• **Image object location entries**:
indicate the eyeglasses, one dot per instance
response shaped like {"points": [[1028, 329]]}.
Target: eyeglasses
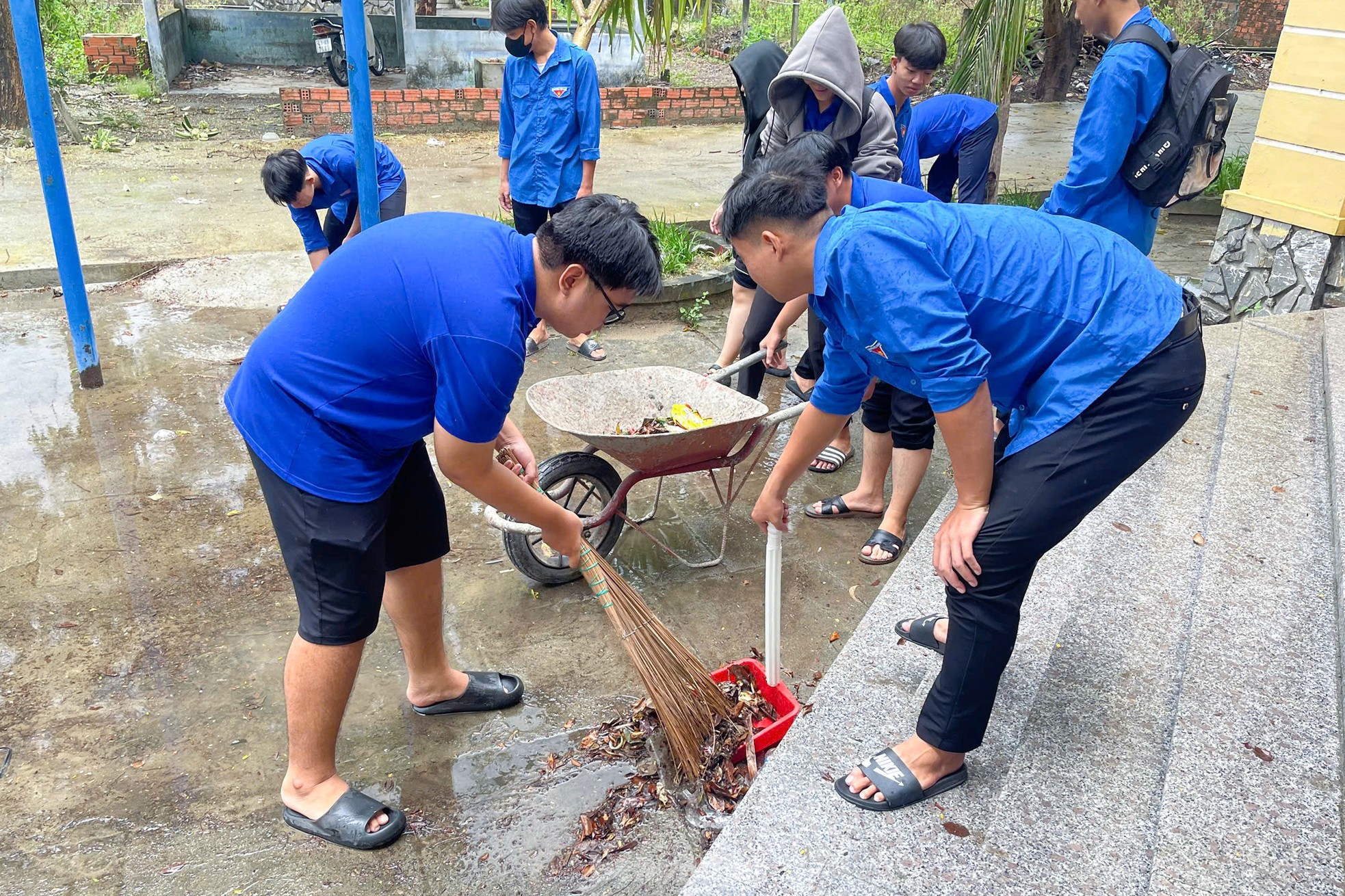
{"points": [[615, 314]]}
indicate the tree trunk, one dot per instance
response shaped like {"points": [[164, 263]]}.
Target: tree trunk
{"points": [[590, 18], [1065, 42], [14, 114]]}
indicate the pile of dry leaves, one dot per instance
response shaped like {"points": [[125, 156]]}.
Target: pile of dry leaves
{"points": [[605, 830]]}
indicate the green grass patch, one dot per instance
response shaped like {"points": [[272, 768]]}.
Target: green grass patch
{"points": [[1229, 175], [138, 88], [677, 244], [1026, 200]]}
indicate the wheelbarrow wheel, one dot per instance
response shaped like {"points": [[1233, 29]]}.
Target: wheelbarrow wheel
{"points": [[583, 484]]}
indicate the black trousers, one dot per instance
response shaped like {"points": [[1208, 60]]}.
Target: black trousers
{"points": [[527, 217], [969, 167], [335, 229], [760, 319], [1039, 497]]}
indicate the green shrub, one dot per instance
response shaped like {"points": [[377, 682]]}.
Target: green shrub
{"points": [[1229, 175]]}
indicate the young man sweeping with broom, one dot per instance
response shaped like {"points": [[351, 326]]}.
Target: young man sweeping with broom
{"points": [[1097, 352], [393, 339]]}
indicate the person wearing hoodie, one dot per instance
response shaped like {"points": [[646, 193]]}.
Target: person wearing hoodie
{"points": [[753, 69], [821, 88]]}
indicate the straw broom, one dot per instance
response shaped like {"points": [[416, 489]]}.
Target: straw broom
{"points": [[688, 701]]}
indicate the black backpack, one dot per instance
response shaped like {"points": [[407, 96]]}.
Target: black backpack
{"points": [[1183, 148]]}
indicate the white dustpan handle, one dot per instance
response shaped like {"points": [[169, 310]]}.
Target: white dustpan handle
{"points": [[774, 551]]}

• **TASK DETAILS**: Print each entry shown above with exact wording and no pictures.

• **FULL ANSWER**:
indicate the eyeglasses, one dot per instance
response shaped like {"points": [[1028, 329]]}.
Target: eyeglasses
{"points": [[615, 314]]}
indicate the tree trunk, one dot per instance
response shaped like {"points": [[164, 263]]}.
Target: tree trunk
{"points": [[590, 18], [1065, 42], [14, 114]]}
indicate the pile of dry leaves, one dot per instance
response shaped like {"points": [[125, 156]]}.
Target: pile of dry leaves
{"points": [[605, 830]]}
indicate the green grass patch, one dot per instance
response shaped like {"points": [[272, 768]]}.
Target: green grass patch
{"points": [[1229, 175], [138, 88], [677, 244], [1026, 200]]}
indicate the wheelbarrow wheel, one dot per instance
response shaped like {"points": [[1233, 29]]}.
Target: wheelbarrow wheel
{"points": [[583, 484]]}
indicate the black trousers, one dot per instance
response shaped like {"points": [[1208, 60]]}.
Target: black trousers
{"points": [[527, 217], [969, 167], [335, 229], [760, 319], [1039, 497]]}
indicate the green shrub, one dot per instance
response shaped like {"points": [[377, 682]]}.
Target: green shrub
{"points": [[1229, 175]]}
indicate the young man sweeping with broom, one dot per instance
response shaped like {"points": [[351, 326]]}.
Target: young man sweeping with broom
{"points": [[1097, 352], [393, 339]]}
indicate the person wearing hoodie, one dot per instance
response shaped like {"points": [[646, 193]]}.
Target: person wearing hoodie
{"points": [[753, 69], [821, 88]]}
indicate the straw broom, one dot per instance
response shaped like {"points": [[416, 489]]}.
Target: straw broom
{"points": [[688, 701]]}
indicate the black backpack, one dot per instance
response shaped like {"points": [[407, 96]]}.
Target: black backpack
{"points": [[1183, 148]]}
indicate the white dustpan handle, one dot per instance
response shaped like {"points": [[169, 310]]}.
Target: white dustpan handle
{"points": [[774, 551]]}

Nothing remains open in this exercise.